Repeat all of the data exactly. Leave nothing out.

- [Source data]

Start of Block

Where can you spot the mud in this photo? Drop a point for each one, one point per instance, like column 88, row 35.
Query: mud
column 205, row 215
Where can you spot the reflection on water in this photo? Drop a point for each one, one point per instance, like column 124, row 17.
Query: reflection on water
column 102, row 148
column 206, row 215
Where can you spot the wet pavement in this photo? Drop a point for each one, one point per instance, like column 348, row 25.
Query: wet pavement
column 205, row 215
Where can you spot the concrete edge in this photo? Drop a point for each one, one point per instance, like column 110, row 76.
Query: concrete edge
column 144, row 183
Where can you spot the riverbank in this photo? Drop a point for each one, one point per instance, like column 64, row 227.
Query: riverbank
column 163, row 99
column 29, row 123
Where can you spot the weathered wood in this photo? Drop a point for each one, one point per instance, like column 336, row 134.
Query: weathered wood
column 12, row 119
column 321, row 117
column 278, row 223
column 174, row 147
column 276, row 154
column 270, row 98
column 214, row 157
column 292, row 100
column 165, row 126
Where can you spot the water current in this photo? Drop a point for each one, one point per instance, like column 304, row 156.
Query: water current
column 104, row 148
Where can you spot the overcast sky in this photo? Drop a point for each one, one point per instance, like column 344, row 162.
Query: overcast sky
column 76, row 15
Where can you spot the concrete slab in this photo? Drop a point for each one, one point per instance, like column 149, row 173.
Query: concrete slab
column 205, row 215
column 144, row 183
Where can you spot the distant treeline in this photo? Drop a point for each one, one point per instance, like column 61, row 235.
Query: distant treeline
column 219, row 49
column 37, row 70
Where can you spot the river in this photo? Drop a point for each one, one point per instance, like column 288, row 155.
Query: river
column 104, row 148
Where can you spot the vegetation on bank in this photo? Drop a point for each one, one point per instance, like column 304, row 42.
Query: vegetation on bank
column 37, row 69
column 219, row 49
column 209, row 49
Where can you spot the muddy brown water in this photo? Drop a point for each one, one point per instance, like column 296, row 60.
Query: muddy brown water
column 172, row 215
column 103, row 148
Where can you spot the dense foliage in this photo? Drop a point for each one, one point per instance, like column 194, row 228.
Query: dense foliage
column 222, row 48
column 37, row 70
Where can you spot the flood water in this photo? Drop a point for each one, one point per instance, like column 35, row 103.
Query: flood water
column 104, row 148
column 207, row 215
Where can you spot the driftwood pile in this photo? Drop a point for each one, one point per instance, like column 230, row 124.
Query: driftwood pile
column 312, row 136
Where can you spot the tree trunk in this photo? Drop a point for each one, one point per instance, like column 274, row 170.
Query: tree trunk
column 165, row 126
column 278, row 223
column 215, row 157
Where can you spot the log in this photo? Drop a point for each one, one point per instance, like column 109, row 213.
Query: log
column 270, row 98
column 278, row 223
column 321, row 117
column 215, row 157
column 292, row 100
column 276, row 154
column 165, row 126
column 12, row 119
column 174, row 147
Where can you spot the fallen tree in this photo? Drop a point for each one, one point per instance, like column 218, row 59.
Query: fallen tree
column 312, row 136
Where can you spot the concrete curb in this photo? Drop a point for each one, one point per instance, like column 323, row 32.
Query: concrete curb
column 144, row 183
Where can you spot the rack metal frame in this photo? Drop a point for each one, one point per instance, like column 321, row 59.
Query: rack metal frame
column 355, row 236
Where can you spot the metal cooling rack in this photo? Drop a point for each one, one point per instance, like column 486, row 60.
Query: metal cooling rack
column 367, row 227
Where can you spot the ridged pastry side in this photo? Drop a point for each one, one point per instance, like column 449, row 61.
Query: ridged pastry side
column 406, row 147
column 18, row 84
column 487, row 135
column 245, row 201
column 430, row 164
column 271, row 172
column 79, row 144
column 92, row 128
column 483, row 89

End of Block

- [Task response]
Where can you spot the mud in this photo? Drop a point for each one, one point per instance, like column 88, row 35.
Query: mud
column 205, row 215
Where can you spot the reflection on water in this photo? Drop a point for each one, one point per instance, like column 124, row 17.
Query: reflection on water
column 102, row 148
column 206, row 215
Where can you spot the wet pavement in this photo? Drop a point for each one, one point per instance, like column 348, row 25.
Query: wet pavement
column 205, row 215
Where can you spot the concrete edge in this photo? Drop a point for each one, one point per instance, like column 110, row 76.
Query: concrete edge
column 144, row 183
Where can you spot the riverbank in this photo? Drop a point for each one, one point per instance, like column 64, row 227.
Query: riverbank
column 163, row 99
column 29, row 123
Where can you spot the weathered wood in this photo? Drop a point for each one, one point per instance, like column 336, row 134.
Query: weathered wood
column 12, row 119
column 321, row 117
column 278, row 223
column 174, row 147
column 276, row 154
column 270, row 98
column 214, row 157
column 292, row 100
column 165, row 126
Where can you spot the water current in this photo? Drop a point for each one, one point per instance, like column 304, row 156.
Query: water current
column 104, row 148
Where can you spot the overcast sky in this photo? Drop a point for each one, one point per instance, like column 344, row 162.
Query: overcast sky
column 76, row 15
Where can you spot the concrete slab in this photo? Drop a point for each one, one point per instance, like column 149, row 173.
Query: concrete slab
column 205, row 215
column 144, row 183
Where can you spot the distant treeline in this photo? Drop a point for each one, one point per instance, like column 61, row 235.
Query: distant treeline
column 219, row 49
column 37, row 70
Where can you spot the river in this photo? Drop a point for each one, one point per instance, like column 288, row 155.
Query: river
column 104, row 148
Where can you spot the vegetation on bank in this photo? Drop a point for each one, one point per instance, like column 304, row 42.
Query: vegetation on bank
column 37, row 69
column 219, row 49
column 209, row 49
Where can you spot the muddy brown water in this photo? Drop a point for each one, one point per instance, like column 296, row 60.
Query: muddy brown water
column 172, row 215
column 103, row 148
Where can you spot the dense foliage in this photo? Drop a point for each one, one point per instance, like column 194, row 228.
Query: dense foliage
column 222, row 48
column 37, row 70
Where can you spot the flood water in this photo? Drop a point for each one, one point per instance, like column 35, row 103.
Query: flood water
column 104, row 148
column 207, row 215
Where can you spot the driftwood pile in this photo? Drop a point for each one, one point per instance, like column 230, row 124.
Query: driftwood pile
column 312, row 136
Where can you spot the tree trunk in this photo? Drop a point for each one, one point per instance, like column 274, row 170.
Query: tree trunk
column 165, row 126
column 278, row 223
column 215, row 157
Where can you spot the log in this photo? Drop a point for each one, one point per instance, like column 109, row 213.
Query: log
column 270, row 98
column 278, row 223
column 321, row 117
column 215, row 157
column 292, row 100
column 276, row 154
column 165, row 126
column 12, row 119
column 174, row 147
Where can you spot the fallen tree in this photo? Drop a point for each one, one point per instance, like column 218, row 59.
Query: fallen tree
column 312, row 136
Where can you spot the concrete curb in this photo? Drop a point for each one, one point per instance, like column 323, row 32.
Query: concrete curb
column 144, row 183
Where can you spot the rack metal frame in this photo? Drop a point for each one, one point per instance, like column 321, row 59.
Query: rack metal frame
column 355, row 236
Where can you spot the metal cooling rack in this photo? Drop a point for each one, one point per instance, like column 486, row 60.
Query: metal cooling rack
column 367, row 227
Where can you spot the ridged pastry side in this photo? Drop a point for each one, one point per instance, like column 449, row 61.
Query: ridged pastry side
column 406, row 147
column 18, row 84
column 487, row 135
column 245, row 201
column 430, row 164
column 271, row 172
column 79, row 144
column 92, row 128
column 483, row 89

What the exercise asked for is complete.